Copy out the entries below precisely; nothing is to be omitted.

[Dataset rows on where objects appear]
— start —
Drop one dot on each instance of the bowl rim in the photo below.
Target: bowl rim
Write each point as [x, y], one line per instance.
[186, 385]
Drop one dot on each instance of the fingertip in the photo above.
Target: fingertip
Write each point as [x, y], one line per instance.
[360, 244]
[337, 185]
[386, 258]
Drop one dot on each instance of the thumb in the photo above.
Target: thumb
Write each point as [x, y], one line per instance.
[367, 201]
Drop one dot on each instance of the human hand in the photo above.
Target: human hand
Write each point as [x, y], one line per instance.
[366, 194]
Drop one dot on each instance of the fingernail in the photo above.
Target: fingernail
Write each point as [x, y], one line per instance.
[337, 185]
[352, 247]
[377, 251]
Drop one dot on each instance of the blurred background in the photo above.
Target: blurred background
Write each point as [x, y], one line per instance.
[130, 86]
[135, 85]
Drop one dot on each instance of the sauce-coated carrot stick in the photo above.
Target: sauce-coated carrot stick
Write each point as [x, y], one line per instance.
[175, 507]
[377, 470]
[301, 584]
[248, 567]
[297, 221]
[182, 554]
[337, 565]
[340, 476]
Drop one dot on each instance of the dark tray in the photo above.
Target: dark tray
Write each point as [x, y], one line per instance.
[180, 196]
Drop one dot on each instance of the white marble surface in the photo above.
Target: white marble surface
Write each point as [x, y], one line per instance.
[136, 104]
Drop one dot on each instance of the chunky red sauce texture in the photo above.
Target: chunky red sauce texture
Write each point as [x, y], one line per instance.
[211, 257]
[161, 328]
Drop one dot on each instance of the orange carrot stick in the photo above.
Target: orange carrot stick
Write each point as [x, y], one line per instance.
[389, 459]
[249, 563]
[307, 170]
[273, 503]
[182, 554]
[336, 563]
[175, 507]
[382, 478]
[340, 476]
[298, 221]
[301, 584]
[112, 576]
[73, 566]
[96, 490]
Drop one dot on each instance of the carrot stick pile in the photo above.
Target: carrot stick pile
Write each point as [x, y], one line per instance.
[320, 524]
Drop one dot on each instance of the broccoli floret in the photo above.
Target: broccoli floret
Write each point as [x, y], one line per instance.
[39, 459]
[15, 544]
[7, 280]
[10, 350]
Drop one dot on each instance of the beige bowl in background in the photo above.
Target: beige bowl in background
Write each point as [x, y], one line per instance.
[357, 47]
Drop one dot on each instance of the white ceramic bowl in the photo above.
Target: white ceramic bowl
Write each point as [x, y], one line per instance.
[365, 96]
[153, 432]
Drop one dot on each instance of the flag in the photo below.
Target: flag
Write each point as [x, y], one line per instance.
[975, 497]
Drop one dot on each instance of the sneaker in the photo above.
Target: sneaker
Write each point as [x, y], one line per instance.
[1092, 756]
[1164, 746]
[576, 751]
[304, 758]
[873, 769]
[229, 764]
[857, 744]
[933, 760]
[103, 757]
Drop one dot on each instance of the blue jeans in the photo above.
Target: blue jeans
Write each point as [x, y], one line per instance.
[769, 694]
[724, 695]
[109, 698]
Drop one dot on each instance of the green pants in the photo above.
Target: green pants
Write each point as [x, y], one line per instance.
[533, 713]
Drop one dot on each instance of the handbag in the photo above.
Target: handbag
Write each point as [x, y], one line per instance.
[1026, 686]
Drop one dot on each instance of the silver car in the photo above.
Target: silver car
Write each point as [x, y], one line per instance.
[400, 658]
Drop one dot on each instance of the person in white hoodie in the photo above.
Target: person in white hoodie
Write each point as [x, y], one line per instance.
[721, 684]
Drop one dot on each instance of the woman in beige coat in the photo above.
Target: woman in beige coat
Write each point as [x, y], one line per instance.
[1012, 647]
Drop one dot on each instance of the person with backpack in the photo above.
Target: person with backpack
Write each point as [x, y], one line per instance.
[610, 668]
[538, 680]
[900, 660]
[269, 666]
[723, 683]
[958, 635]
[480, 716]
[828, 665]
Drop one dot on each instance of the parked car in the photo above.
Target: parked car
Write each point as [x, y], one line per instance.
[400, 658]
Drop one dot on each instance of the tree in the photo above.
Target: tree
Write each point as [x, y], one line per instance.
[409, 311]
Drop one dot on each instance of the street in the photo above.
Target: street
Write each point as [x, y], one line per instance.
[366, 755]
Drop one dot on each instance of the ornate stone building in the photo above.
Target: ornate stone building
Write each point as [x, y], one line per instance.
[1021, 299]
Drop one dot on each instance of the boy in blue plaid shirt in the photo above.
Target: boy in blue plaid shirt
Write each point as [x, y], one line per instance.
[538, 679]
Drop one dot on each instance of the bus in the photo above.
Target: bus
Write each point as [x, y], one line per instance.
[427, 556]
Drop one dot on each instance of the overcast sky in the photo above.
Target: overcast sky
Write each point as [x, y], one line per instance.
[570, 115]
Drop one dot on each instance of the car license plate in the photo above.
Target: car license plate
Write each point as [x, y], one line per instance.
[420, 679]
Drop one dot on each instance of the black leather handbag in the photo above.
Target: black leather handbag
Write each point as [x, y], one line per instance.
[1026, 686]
— end —
TASK SOLUTION:
Drop one dot on each instance of the bowl rim in the photo below.
Target: bowl rim
Write each point as [x, y], one line per instance.
[186, 385]
Drop one dot on each instance of the fingertip in the photo above.
Target: fingertip
Write each point as [x, y], one line per instance.
[360, 244]
[337, 185]
[386, 258]
Drop one dot on each instance of the thumb in the photo above.
Target: thumb
Write each point as [x, y], one line per instance.
[367, 201]
Drop one dot on each instance of the human hand in the photo above.
Target: human hand
Write each point as [x, y], one line per instance.
[366, 194]
Drop one dot on each instance of the fingernail in the photo above.
Target: fingernail
Write each point as [x, y], one line per instance.
[337, 185]
[352, 247]
[377, 251]
Drop one dot on each instance of the blurred background in the photo above.
Target: blurred background
Write each point as [x, y], one line per instance.
[130, 86]
[135, 85]
Drop one dot on each instance of the sauce-coated carrot stick in the photo above.
Target: sauce-coated carrot stick
Write each point as [x, y], one line per instance.
[175, 507]
[377, 470]
[301, 584]
[248, 567]
[297, 221]
[182, 554]
[337, 565]
[340, 476]
Drop one dot on each instance of the dark tray in the photo above.
Target: dark tray
Write each point as [x, y], one line per instance.
[180, 196]
Drop one dot on each instance of the white marble surface in the photo above.
Target: white marble surface
Write each point as [x, y], one line per instance.
[136, 104]
Drop one dot on each instance of the chunky red sauce texture in the photo above.
Target: chunky red sauce texture
Write each point as [x, y], one line per instance.
[211, 257]
[161, 328]
Drop one dot on each instance of the orange carrot stick in the photo above.
Target: orange carrot stick
Write each point as [x, y], one line per instance.
[389, 459]
[249, 563]
[307, 170]
[273, 503]
[182, 554]
[336, 563]
[175, 507]
[382, 478]
[340, 476]
[298, 221]
[301, 584]
[112, 576]
[73, 566]
[96, 490]
Drop one dot on each instance of the carrot stick pile in the photo above.
Target: carrot stick pile
Write each point as [x, y], one line per instance.
[320, 524]
Drop one dot on each instance of the broccoli floret in the photo above.
Target: broccoli floret
Write each point as [x, y], one line per instance.
[39, 459]
[15, 544]
[7, 280]
[10, 350]
Drop one dot on each instance of the beige bowl in background in the photo above.
Target: beige bowl in background
Write each point as [x, y], one line per instance.
[357, 47]
Drop one dot on each instance of the white ceramic bowl in the photo above.
Target: white ceramic bowl
Write each point as [x, y], one line per instance.
[365, 96]
[153, 432]
Drop one dot on each instance of the flag in the photo below.
Target: flag
Write each point as [x, y], one line per instance.
[975, 497]
Drop one dot on each instance of the sneaker in the photo above.
Target: sneaker
Write each point as [x, y], one line per instance.
[1092, 756]
[1164, 746]
[576, 751]
[304, 758]
[873, 769]
[229, 764]
[857, 744]
[933, 760]
[103, 757]
Drop one dot on each instance of the blue jeans in the photo above.
Target: blue jeans
Write each point as [x, y], one line per instance.
[769, 694]
[724, 695]
[109, 698]
Drop one dot on each instance of the green pants in the photo above.
Target: green pants
Write each point as [x, y], one line per instance.
[533, 713]
Drop one dot on each instance of the handbag in the photo above.
Target: handbag
Write each point as [x, y], one line per instance.
[1026, 686]
Drop one dot on each instance of the silver car in the photo above.
Target: silver car
Write each point as [x, y], one line per instance.
[400, 658]
Drop one dot on each instance of the person in white hoodie in the photo above.
Target: person in white hoodie
Write each point as [x, y], one line per instance.
[721, 684]
Drop one dot on each instance of the woman in beige coat in the photo above.
Target: woman in beige coat
Write each point as [x, y], one line per instance.
[1012, 647]
Drop one dot on each instance of the person with backpack in the photo above.
Target: person with backpack
Write each point as [x, y], one line per instance.
[610, 668]
[538, 680]
[900, 660]
[269, 666]
[723, 683]
[958, 635]
[480, 716]
[828, 665]
Drop one dot on each instance of the parked car in the photo above.
Target: parked car
Write each point as [x, y], one line per instance.
[400, 658]
Drop one dot on each instance of the tree in the photo above.
Target: tree
Write each point as [x, y], one line per instance.
[409, 311]
Drop one dot on each instance of the street in the photo above.
Target: street
Write each point as [x, y], one line per instance.
[366, 755]
Drop one dot on each instance of the ornate stone building in the photo above.
Target: ornate stone building
Write each point as [x, y], one line per instance.
[1021, 299]
Drop one dot on each instance of the boy in blue plaid shirt in the photo above.
Target: boy in blue plaid shirt
Write each point as [x, y], one line per instance.
[538, 679]
Drop one dot on each instance of the bus in the photo above.
Target: bus
Write each point as [x, y], one line per instance.
[427, 556]
Drop one dot on each instance of the overcast sky in the photo above.
Target: overcast sky
Write each point as [x, y], one line per instance.
[570, 115]
Drop one dot on each instance of the car license plate in the photo above.
Target: car license plate
Write each point as [x, y], one line per instance.
[420, 679]
Drop one dot on each instance of the black leather handbag in the photo above.
Target: black leather handbag
Write each point as [x, y], one line per instance.
[1026, 686]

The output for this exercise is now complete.